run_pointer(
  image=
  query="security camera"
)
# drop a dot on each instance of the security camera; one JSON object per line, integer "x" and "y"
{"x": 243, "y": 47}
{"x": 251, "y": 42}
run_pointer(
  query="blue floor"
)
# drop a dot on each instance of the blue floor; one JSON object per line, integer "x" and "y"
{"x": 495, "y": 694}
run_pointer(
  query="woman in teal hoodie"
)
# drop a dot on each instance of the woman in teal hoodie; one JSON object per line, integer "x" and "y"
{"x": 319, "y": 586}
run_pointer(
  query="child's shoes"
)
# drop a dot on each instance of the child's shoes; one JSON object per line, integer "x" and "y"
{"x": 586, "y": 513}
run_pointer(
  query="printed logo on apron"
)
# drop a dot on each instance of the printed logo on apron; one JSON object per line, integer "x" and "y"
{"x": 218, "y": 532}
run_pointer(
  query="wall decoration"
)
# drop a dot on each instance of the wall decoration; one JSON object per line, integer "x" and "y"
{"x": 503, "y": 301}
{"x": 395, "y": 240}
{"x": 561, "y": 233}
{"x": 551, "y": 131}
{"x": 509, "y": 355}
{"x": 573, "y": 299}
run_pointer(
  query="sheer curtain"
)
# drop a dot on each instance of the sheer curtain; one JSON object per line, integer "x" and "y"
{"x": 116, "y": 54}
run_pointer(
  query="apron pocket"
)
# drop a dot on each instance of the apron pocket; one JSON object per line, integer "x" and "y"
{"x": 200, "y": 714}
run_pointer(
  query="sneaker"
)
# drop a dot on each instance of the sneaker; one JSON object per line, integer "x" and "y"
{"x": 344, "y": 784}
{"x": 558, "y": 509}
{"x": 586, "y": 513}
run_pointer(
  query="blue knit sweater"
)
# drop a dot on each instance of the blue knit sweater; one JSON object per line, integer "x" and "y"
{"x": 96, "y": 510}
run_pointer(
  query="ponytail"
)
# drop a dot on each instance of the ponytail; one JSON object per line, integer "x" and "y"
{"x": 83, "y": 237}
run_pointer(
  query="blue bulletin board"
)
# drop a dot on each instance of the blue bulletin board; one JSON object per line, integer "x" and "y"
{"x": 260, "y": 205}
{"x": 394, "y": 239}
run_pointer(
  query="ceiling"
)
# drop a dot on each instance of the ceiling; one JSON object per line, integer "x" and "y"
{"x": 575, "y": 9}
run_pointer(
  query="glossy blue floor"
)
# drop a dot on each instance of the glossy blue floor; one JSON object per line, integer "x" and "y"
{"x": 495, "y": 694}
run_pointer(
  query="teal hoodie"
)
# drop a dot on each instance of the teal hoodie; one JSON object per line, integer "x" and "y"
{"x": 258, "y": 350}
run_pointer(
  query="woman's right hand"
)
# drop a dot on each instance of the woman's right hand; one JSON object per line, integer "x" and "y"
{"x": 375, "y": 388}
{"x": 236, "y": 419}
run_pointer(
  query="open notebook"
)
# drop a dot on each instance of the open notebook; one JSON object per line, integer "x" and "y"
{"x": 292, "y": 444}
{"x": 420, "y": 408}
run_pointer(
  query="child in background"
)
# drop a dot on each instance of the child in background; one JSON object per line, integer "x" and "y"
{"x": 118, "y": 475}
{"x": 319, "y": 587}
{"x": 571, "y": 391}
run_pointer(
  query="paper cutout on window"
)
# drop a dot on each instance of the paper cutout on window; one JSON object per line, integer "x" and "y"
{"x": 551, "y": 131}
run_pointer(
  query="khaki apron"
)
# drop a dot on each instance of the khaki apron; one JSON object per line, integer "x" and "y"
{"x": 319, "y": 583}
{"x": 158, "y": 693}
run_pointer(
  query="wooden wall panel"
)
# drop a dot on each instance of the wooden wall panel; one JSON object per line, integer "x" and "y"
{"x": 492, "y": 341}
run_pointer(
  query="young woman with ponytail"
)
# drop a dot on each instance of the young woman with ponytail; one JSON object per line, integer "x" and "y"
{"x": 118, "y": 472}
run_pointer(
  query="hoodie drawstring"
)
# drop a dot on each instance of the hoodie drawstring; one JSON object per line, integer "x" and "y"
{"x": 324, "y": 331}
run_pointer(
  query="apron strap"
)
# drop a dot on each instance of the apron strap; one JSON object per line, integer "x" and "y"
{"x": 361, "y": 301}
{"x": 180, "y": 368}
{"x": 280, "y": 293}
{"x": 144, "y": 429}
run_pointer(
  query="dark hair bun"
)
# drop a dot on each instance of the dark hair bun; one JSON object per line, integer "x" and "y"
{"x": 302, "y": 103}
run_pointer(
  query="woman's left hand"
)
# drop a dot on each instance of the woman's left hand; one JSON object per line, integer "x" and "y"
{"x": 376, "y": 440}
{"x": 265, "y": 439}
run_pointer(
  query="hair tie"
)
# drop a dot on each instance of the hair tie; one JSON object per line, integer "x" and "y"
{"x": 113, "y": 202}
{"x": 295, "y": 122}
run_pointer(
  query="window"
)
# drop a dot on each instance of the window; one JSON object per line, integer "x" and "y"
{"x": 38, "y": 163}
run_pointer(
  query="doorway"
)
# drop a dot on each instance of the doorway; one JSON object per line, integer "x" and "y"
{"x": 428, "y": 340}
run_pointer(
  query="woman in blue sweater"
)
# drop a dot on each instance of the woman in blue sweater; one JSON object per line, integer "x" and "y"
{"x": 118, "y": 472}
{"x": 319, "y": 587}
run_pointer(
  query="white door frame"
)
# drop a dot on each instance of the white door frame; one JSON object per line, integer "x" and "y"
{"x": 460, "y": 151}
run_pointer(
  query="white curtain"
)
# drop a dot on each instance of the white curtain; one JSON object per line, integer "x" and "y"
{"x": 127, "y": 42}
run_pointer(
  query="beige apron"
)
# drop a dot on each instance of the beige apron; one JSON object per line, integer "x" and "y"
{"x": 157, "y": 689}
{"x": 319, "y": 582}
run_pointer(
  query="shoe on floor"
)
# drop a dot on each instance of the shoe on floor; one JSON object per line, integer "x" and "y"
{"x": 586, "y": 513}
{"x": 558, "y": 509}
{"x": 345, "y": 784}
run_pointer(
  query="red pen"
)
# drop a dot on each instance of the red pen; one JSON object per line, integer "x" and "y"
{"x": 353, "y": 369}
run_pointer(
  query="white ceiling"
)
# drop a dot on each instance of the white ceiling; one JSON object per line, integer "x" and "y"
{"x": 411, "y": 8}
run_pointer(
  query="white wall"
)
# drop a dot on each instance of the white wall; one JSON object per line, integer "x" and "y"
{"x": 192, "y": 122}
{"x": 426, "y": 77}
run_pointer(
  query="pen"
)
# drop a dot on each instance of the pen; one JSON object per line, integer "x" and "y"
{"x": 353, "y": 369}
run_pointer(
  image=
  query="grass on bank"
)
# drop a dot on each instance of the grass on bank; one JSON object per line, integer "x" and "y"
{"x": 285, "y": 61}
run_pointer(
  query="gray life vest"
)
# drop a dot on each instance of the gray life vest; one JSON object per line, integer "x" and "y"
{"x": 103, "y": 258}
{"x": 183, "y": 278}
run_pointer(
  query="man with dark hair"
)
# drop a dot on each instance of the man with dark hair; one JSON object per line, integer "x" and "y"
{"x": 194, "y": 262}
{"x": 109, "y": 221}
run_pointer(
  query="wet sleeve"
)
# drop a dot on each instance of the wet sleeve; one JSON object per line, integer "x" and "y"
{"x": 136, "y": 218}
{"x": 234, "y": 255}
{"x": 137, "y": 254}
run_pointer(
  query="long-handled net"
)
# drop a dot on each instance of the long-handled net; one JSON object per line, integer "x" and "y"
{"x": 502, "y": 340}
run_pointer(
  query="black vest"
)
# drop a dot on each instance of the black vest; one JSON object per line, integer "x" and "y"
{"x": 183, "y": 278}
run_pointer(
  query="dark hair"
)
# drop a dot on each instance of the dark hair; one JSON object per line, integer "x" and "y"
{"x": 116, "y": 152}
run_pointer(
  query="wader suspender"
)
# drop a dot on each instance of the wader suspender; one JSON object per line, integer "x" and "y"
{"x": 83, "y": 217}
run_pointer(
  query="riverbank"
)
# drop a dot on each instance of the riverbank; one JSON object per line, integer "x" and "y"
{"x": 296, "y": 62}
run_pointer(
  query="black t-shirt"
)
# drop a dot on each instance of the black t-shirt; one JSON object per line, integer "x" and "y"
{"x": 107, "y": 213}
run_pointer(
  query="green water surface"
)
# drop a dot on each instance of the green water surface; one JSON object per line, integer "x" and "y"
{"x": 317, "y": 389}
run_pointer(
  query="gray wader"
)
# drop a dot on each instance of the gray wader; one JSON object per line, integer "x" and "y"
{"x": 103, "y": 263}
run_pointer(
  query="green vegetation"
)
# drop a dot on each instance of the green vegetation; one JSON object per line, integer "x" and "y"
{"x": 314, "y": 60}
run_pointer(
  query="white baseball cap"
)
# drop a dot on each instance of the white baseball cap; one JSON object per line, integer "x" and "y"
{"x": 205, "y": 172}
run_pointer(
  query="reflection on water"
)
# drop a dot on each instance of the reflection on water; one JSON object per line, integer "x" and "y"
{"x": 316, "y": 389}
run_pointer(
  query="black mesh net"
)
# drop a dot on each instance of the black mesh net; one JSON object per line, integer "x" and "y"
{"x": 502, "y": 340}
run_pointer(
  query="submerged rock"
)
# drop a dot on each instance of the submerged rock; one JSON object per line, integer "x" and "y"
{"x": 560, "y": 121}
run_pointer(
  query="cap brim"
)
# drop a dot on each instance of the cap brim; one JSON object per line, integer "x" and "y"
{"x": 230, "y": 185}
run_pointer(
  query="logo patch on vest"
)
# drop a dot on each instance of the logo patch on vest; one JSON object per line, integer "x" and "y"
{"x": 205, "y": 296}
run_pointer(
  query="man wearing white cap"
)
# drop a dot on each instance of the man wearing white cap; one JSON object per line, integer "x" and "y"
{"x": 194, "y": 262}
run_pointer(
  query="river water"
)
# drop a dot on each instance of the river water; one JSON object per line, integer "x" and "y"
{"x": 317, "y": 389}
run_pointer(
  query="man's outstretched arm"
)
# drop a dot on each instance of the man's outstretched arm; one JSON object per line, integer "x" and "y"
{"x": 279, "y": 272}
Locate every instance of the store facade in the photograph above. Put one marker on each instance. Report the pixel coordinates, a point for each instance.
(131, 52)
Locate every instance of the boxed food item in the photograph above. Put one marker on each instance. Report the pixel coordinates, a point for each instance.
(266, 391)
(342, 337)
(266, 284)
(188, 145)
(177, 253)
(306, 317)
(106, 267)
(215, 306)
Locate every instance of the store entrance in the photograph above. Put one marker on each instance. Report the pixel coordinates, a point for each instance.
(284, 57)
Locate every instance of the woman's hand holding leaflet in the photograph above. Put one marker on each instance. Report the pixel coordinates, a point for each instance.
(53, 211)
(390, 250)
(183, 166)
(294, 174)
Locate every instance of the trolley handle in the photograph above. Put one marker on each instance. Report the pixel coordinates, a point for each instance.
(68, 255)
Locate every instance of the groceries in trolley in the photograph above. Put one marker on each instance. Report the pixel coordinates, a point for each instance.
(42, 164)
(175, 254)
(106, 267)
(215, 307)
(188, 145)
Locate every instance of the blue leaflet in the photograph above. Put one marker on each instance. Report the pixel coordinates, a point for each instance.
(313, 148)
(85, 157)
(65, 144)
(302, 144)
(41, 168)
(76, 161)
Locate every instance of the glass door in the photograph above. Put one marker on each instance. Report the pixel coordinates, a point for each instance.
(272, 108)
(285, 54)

· · · · · · ·

SET PROBLEM
Transcribe only the trailing portion of the entries above: the line that contains "Locate every instance of the boxed" and each line after it.

COMPLETE OUTPUT
Locate every instance of the boxed food item in the photograph above. Put one marker on each instance. Report the pixel coordinates, a point for each instance.
(266, 391)
(342, 337)
(266, 284)
(188, 145)
(177, 253)
(306, 317)
(106, 267)
(215, 306)
Locate every instance of the store entrance in the photograph above. Put one marker on each instance. Report the pixel coordinates, a point for each instance.
(284, 57)
Locate every instance of the woman's hand holding leaflet in the photograph above. Put one marker on each instance. Report the pixel coordinates, a point for each instance.
(53, 211)
(390, 250)
(183, 166)
(294, 174)
Locate every instance of the trolley handle in the photograph above. Put one marker on each instance. Report the pixel coordinates, a point for each instance.
(68, 255)
Locate every instance of the groceries in trolley in the photograph above. Put one marker on each instance. Report the pixel coordinates, a point for each instance.
(42, 164)
(175, 254)
(106, 267)
(215, 307)
(188, 145)
Locate every instance of the blue leaflet in the photograph above. Put one marker on each instance. Report the pixel coordinates, a point for each instance.
(313, 148)
(85, 157)
(65, 144)
(302, 144)
(41, 168)
(76, 161)
Locate every instance of the glass door in the photograph above. Put one marker on each instance. Report the pixel coordinates, a point for each instance.
(272, 108)
(285, 54)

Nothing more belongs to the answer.